#### Your objective:
Copy every line of the data exactly, leaving nothing out.

#### Source records:

*** Block opens ***

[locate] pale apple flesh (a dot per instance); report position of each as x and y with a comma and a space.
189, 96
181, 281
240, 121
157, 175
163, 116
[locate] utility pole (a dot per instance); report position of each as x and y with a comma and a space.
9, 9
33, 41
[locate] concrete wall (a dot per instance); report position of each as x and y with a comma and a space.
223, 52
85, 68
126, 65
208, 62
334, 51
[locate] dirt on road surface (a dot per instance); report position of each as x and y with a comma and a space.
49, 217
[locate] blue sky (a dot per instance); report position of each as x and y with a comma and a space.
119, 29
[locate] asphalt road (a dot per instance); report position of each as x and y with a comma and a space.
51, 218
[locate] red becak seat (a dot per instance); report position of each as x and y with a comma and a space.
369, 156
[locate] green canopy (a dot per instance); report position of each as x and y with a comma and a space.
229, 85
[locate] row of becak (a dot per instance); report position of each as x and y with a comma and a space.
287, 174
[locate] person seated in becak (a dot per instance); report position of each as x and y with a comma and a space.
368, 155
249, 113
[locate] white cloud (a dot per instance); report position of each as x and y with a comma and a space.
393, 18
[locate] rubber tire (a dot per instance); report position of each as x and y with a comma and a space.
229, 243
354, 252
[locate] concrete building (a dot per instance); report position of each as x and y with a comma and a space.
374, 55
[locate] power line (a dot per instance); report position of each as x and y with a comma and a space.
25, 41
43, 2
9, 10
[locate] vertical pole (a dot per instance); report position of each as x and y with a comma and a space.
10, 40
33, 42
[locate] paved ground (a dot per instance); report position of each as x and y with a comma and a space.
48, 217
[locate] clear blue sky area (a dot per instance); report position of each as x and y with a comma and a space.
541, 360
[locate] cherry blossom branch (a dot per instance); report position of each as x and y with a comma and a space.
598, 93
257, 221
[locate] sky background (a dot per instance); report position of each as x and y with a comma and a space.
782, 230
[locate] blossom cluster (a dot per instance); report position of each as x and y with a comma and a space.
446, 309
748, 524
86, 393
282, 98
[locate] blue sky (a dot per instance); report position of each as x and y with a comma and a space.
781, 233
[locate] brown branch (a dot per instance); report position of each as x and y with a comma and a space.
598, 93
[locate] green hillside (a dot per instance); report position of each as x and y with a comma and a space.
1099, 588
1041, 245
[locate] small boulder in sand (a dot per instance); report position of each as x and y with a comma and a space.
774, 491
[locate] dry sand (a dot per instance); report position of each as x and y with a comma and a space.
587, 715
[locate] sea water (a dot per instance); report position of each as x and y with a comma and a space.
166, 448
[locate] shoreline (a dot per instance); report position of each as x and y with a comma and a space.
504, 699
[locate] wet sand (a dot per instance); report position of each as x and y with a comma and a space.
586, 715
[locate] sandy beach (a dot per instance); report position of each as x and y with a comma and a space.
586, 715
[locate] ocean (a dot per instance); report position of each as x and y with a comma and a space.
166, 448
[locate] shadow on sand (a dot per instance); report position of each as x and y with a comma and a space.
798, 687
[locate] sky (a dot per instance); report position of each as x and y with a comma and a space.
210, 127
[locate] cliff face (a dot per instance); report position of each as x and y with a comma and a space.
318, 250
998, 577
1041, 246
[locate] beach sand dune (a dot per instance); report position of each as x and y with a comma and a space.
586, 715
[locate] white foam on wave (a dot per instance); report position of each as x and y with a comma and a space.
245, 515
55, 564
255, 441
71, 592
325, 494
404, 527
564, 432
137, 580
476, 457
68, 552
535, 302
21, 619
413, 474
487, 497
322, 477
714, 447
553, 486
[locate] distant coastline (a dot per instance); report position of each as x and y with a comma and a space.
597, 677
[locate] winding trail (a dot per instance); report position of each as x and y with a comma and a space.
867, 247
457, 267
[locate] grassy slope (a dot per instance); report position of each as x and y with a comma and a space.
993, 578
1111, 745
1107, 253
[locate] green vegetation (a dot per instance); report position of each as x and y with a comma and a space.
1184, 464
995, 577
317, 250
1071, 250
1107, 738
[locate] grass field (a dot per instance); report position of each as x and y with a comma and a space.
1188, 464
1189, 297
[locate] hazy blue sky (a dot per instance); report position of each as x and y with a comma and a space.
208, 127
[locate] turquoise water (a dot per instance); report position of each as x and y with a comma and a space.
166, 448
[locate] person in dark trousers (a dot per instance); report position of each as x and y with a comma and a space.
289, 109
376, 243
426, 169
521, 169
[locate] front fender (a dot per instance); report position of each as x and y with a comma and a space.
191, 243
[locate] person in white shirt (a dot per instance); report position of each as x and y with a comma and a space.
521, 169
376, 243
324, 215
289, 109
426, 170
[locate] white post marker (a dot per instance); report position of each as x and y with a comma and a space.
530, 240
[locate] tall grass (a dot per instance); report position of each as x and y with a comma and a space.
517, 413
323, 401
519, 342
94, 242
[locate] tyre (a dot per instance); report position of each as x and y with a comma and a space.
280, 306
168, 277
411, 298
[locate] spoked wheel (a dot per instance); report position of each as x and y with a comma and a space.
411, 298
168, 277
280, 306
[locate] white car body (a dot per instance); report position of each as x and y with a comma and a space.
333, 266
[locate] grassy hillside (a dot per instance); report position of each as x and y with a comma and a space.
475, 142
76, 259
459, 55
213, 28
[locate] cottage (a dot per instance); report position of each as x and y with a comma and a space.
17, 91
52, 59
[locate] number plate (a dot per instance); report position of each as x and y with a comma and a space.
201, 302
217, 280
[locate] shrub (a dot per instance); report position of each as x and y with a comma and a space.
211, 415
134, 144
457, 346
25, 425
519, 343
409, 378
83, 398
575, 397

*** Block closes ***

#### Your solution:
[locate] pale apple flesh (a dot per instance); report position of each as x and y with a comma and a space.
189, 96
181, 281
240, 121
157, 175
163, 116
[locate] utility pole (a dot per instance); report position of each as x and y with a comma and a space.
9, 9
33, 41
[locate] concrete wall (a dot per instance); report position of each as x and y with a comma and a space.
223, 52
85, 68
126, 65
208, 62
334, 51
[locate] dirt on road surface (a dot per instance); report position of each as x and y with a comma and a space.
49, 217
[locate] blue sky (a dot per instance); report position of each as x and y with a comma and a space.
119, 29
[locate] asphalt road (a dot per instance); report position of each as x and y with a comma and a space.
51, 218
[locate] red becak seat (a dot per instance); report position of each as x and y with a comma and a space.
369, 156
[locate] green canopy (a dot per instance); report position of each as x and y with a comma and a space.
229, 85
[locate] row of becak (a dot per instance); report position of each as x and y with a comma and a space.
287, 174
[locate] person seated in becak (a dot per instance); report position of each as x and y with a comma and a space.
368, 155
249, 113
[locate] white cloud (a dot per instance); report position of each as x and y with a comma and a space.
393, 18
[locate] rubber tire (a dot per instance); report position of each as x and y with a comma and a space.
229, 243
354, 252
[locate] concrete building (a dot per instance); report position of each as x and y with a comma and a space.
374, 55
[locate] power line (a dot per instance); report position of each as x and y with a comma and a space.
25, 41
43, 2
9, 10
[locate] vertical pole (a dot per instance); report position of each as x and y with a comma and a space.
10, 40
33, 42
[locate] paved ground (a dot per instance); report position of each as x and y with a comma and a space.
48, 217
[locate] clear blue sky area (a dot per instance); report position of each as x and y with a comma and a space.
541, 360
[locate] cherry blossom branch (a dot per instance); report position of each as x and y with a comma and a space.
598, 93
257, 221
[locate] sky background (a dot per instance); report position of each as x and y with a comma and a space.
782, 230
[locate] blossom cluster (a dot per instance); report position of each as x and y with a comma and a space.
446, 309
748, 524
86, 393
282, 98
[locate] blue sky (a dot per instance); report position of each as x and y with a comma and a space.
781, 233
[locate] brown branch (a dot per instance); report position of each as x and y with a comma and a space.
598, 93
[locate] green hillside (a dot per instance); report position of each as x and y with a comma and a space.
1099, 588
1041, 245
[locate] small boulder in sand (a dot per instance); report position of each as x and y with a comma and a space.
774, 491
[locate] dry sand (a dot per instance); report position of each as x and y with a comma and a space.
587, 715
[locate] sea water (a dot per instance); report position of each as x and y with a comma and a space.
166, 448
[locate] shoreline (a dot per instance); report position of each as x and y with a comma and a space.
504, 699
[locate] wet sand (a dot per instance); report position of each as x and y with a comma and a space.
586, 715
[locate] sandy beach (a dot per instance); report position of each as x and y with a comma and a space.
586, 715
[locate] ocean (a dot per instance); report position of each as x and y with a comma and a space.
166, 448
[locate] shadow on sand (a dot per instance); report position of each as x and y with a comma and a space.
798, 687
[locate] sky (a dot per instance); report position of each as x and y with a comma and a space.
210, 127
[locate] cliff face (a dot per instance); report position of each as x and y with a comma and a space.
318, 250
998, 577
1041, 246
[locate] beach sand dune (a dot per instance); report position of each as x and y with a comma and a space.
586, 715
[locate] white foam on wave (a dot per instance); report position of each as x and y with a comma and a space.
245, 515
55, 564
255, 441
71, 592
325, 494
404, 527
564, 432
137, 580
476, 457
68, 552
535, 302
21, 619
413, 474
487, 497
322, 477
714, 447
553, 486
[locate] distant coastline (a dot per instance); report position of each as x and y with a comma and a space.
597, 677
[locate] winding trail (a dot per instance); report position of each as x and y with a comma and a space.
867, 247
457, 267
[locate] grassy slope (a dot per instance); report position of each as x and y with a comma and a space.
993, 578
1111, 745
1107, 253
[locate] green vegetation (a dot per instance); report position of each as x and y with a comma and a space.
1184, 464
995, 577
317, 250
1071, 250
1107, 738
[locate] grass field (a dot per instance); report position of each as x and y with a comma and a space.
1188, 464
1189, 297
[locate] hazy blue sky (a dot per instance); report position of each as x and y with a comma and a space.
208, 127
[locate] turquoise water (a dot per instance); report position of each as x and y with a comma and a space.
166, 448
[locate] person in dark trousers (a dot per instance); report position of each as x and y with a comma and a space.
289, 109
376, 243
426, 169
521, 169
[locate] front fender (a dot per instance); report position of each as x and y with a comma and a space.
191, 243
[locate] person in white shirt (a dot per instance); report position of each as x and y with a comma and a space.
521, 169
376, 243
324, 215
289, 109
426, 170
[locate] white post marker (a dot per instance); report position of each as x and y with a comma and a space.
530, 240
[locate] tall grass (a dot per instance); report position of each as x and y with a comma and a space.
517, 413
323, 401
519, 342
94, 242
[locate] tyre (a dot per instance); report position of each as x and y with a comma and a space.
280, 306
168, 277
411, 298
[locate] spoked wheel (a dot per instance); report position of each as x and y with a comma and a space.
411, 298
168, 277
280, 306
[locate] white car body (a dot per instance); report position of each as x and y with a comma and a space.
333, 266
[locate] grassy hillside (a dot per instance); report position of each as x and y with a comma and a space.
475, 142
76, 259
459, 55
213, 28
[locate] cottage (a dot per instance); report position of each as x and y with a comma and a space.
17, 91
52, 59
[locate] number plate (a dot per instance); report position of each as x and y with a comma and a space.
201, 302
217, 280
[locate] shrub (a dot per instance); report position of each as x and y with a comma and a space.
211, 415
134, 144
457, 346
25, 425
519, 343
409, 378
83, 398
575, 397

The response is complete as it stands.